## Written exercise:
Copy the soybean oil processing text below in full, word for word.

## Selected excerpt:

Crude oil is filtered to remove remaining meal particles and centrifuged to
separate out trace constituents. The oil can be sold as an industrial product
used in plastics, inks and paints. Further processing prepares the oil for food
use, by bleaching with special clay to remove trace metals, chlorophyll and
other impurities to make salad oil. By adding hydrogen under pressure to
bleached oil, the Company makes partially hydrogenated soybean oil that may be
used in products such as shortenings or margarines. To remove unwanted odors,
flavors and mild color constituents, bleached or hydrogenated oil is heated
under vacuum. The result is a product that is flavorless, odorless, tasteless
and virtually clear.
While the Company runs at between 80% to 100% of capacity throughout the
year, volume is typically higher at harvest time since soybean supplies are
more abundant in the fall. Producer and cooperative elevator storage
capabilities allow suppliers to sell for delivery throughout the year.
FACILITIES
The oilseed processing and refining operation currently has one facility
located in Mankato, Minnesota, comprised of a crushing plant, a refinery, a
soyflour plant and self contained utilities. A quality control lab with
technically sophisticated equipment assures high quality standards.
Originally announced in 1998, groundbreaking for a new soybean crushing
facility at Fairmont, Minnesota will be held in April 2002. The plant is
expected to be ready for operation for the 2003 harvest, and plans call for
daily production of 110,000 bushels. The facility is expected to cost
approximately $90.0 million.
EMPLOYEES
On August 31, 2001, oilseed processing and refining operations had 190
employees, 34 in the office in administration, sales and support service and
156 in the plant. Certain production workers are subject to collective
bargaining agreements with the American Federation of Grain Millers (133
employees) expiring in 2002 and the Pipefitters' Union (2 employees) expiring
in 2002.

## Information shown:
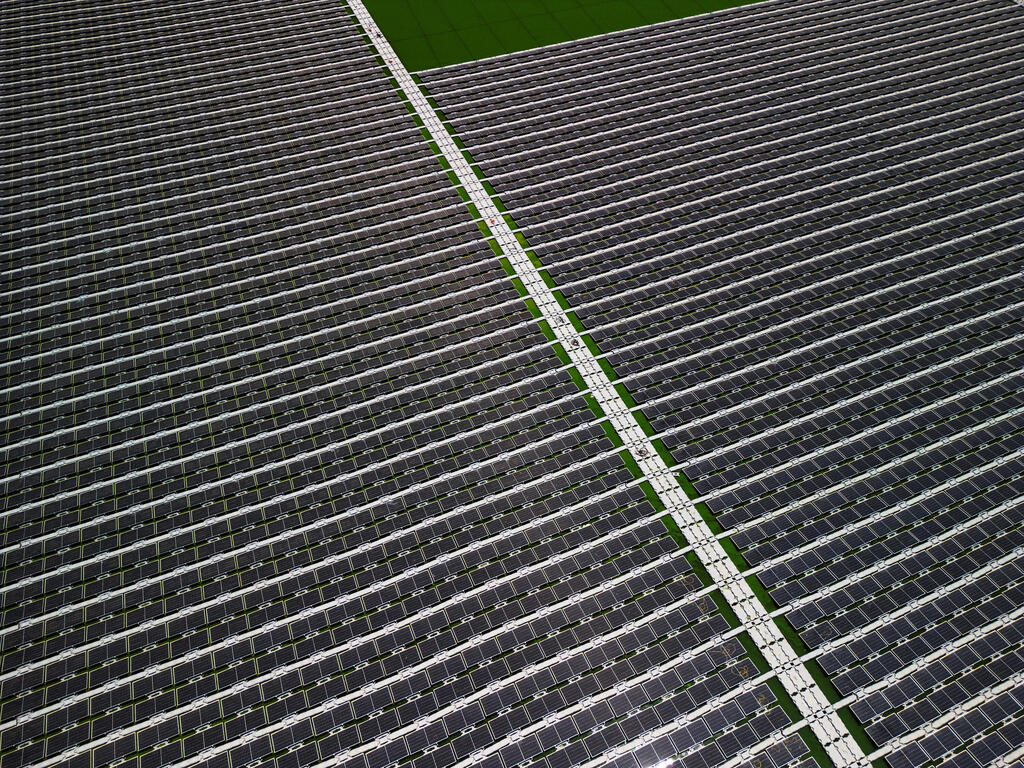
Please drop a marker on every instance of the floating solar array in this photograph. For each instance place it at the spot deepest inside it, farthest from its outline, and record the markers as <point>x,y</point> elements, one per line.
<point>292,475</point>
<point>795,231</point>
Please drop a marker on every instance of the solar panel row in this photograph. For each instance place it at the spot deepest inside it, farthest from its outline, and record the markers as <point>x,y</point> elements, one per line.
<point>292,476</point>
<point>794,231</point>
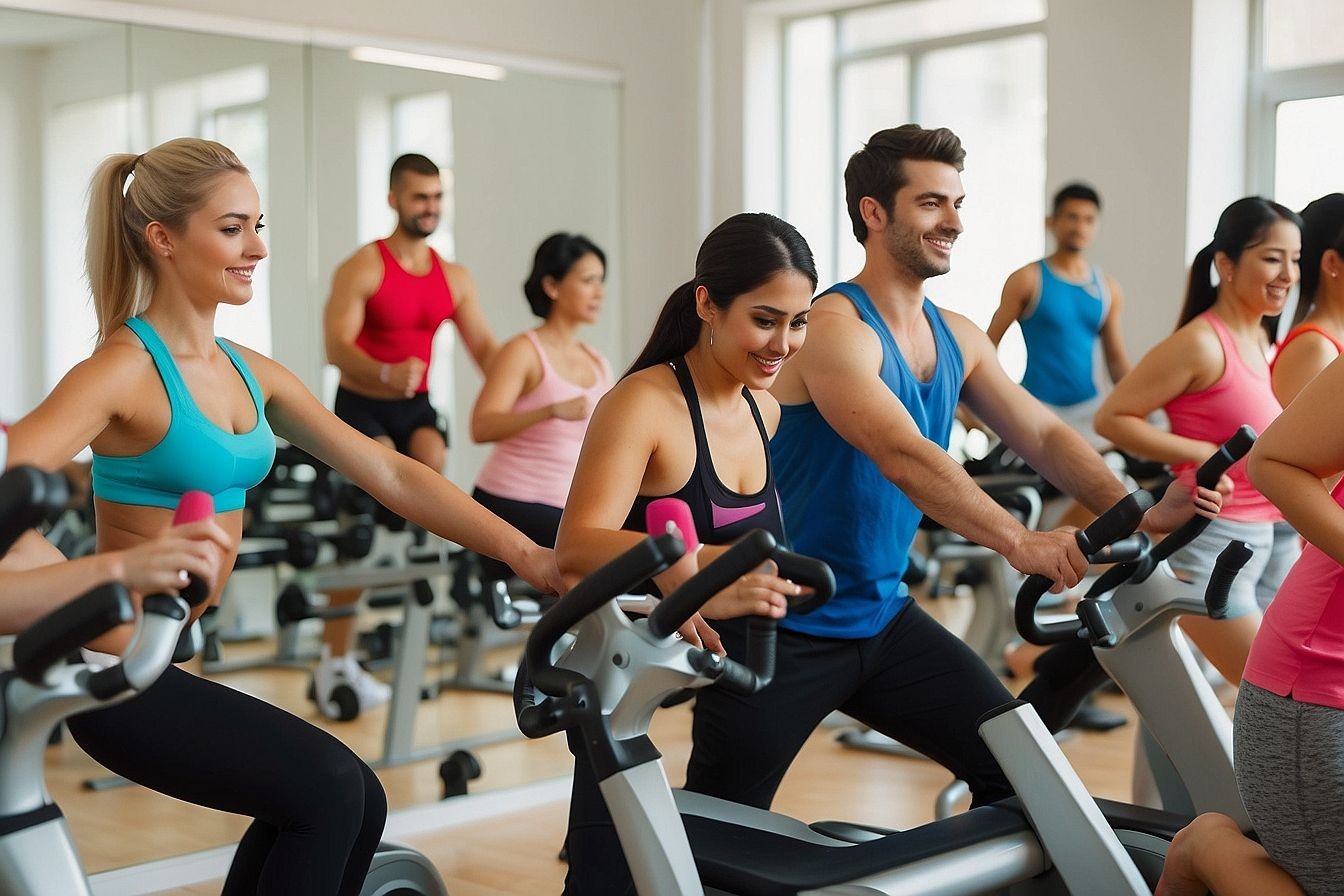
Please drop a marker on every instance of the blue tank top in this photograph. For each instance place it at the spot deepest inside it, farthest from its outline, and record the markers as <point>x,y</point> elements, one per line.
<point>194,454</point>
<point>1061,335</point>
<point>840,508</point>
<point>721,515</point>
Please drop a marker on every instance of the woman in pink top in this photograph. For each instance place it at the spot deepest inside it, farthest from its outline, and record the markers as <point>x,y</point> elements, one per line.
<point>1317,336</point>
<point>1289,734</point>
<point>1211,376</point>
<point>539,392</point>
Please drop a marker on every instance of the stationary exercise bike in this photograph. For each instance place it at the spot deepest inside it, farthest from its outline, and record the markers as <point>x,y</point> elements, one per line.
<point>1125,629</point>
<point>1051,838</point>
<point>36,852</point>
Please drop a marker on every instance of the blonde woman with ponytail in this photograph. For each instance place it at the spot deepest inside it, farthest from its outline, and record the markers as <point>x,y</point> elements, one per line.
<point>168,407</point>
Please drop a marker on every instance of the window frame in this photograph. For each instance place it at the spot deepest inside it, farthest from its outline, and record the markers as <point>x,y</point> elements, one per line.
<point>1268,89</point>
<point>914,51</point>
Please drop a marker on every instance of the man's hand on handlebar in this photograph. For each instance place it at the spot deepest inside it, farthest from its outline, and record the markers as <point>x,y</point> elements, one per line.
<point>1054,555</point>
<point>760,593</point>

## Answer for the task:
Crude oil is filtered to remove remaining meal particles and centrifuged to
separate out trace constituents. The oil can be sold as an industrial product
used in plastics, inks and paints. Further processing prepares the oil for food
use, by bleaching with special clay to remove trace metals, chlorophyll and
other impurities to make salad oil. By adding hydrogen under pressure to
bleached oil, the Company makes partially hydrogenated soybean oil that may be
used in products such as shortenings or margarines. To remove unwanted odors,
flavors and mild color constituents, bleached or hydrogenated oil is heated
under vacuum. The result is a product that is flavorless, odorless, tasteless
and virtually clear.
While the Company runs at between 80% to 100% of capacity throughout the
year, volume is typically higher at harvest time since soybean supplies are
more abundant in the fall. Producer and cooperative elevator storage
capabilities allow suppliers to sell for delivery throughout the year.
FACILITIES
The oilseed processing and refining operation currently has one facility
located in Mankato, Minnesota, comprised of a crushing plant, a refinery, a
soyflour plant and self contained utilities. A quality control lab with
technically sophisticated equipment assures high quality standards.
Originally announced in 1998, groundbreaking for a new soybean crushing
facility at Fairmont, Minnesota will be held in April 2002. The plant is
expected to be ready for operation for the 2003 harvest, and plans call for
daily production of 110,000 bushels. The facility is expected to cost
approximately $90.0 million.
EMPLOYEES
On August 31, 2001, oilseed processing and refining operations had 190
employees, 34 in the office in administration, sales and support service and
156 in the plant. Certain production workers are subject to collective
bargaining agreements with the American Federation of Grain Millers (133
employees) expiring in 2002 and the Pipefitters' Union (2 employees) expiring
in 2002.